▸ Aim of the task
Every entry is to be written out word for word.

─── Information given

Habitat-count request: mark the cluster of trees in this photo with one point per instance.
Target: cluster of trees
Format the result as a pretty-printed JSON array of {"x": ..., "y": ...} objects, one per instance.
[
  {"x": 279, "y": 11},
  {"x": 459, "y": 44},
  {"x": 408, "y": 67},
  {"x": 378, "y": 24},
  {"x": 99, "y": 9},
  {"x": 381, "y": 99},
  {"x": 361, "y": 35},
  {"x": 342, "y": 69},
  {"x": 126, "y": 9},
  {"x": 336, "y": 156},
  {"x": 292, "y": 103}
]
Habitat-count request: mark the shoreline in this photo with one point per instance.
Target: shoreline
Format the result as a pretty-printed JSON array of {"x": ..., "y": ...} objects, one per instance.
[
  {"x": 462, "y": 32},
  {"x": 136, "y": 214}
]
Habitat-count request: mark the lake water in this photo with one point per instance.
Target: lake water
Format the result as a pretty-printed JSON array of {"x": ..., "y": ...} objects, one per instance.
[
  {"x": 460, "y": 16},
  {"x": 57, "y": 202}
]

──────

▸ Result
Habitat-count request: mark the cluster of trees in this photo with one point per instance.
Target: cluster of trees
Format the result as a pretty-printed JSON array of {"x": ..., "y": ...} objects, one per instance.
[
  {"x": 279, "y": 11},
  {"x": 459, "y": 44},
  {"x": 408, "y": 67},
  {"x": 378, "y": 24},
  {"x": 99, "y": 9},
  {"x": 381, "y": 99},
  {"x": 361, "y": 35},
  {"x": 342, "y": 69},
  {"x": 126, "y": 9},
  {"x": 336, "y": 156},
  {"x": 292, "y": 103}
]
Habitat-count request: mark the shoreline in this photo with one point per instance.
Target: shoreline
Format the result as a pretty-printed JSON array of {"x": ..., "y": ...} objects, one per instance.
[
  {"x": 462, "y": 32},
  {"x": 136, "y": 214}
]
Habitat-count request: mark the lake water in this photo with one point per instance.
Target: lake water
Format the result as a pretty-printed JSON array of {"x": ..., "y": ...} objects, one per instance.
[
  {"x": 460, "y": 16},
  {"x": 57, "y": 202}
]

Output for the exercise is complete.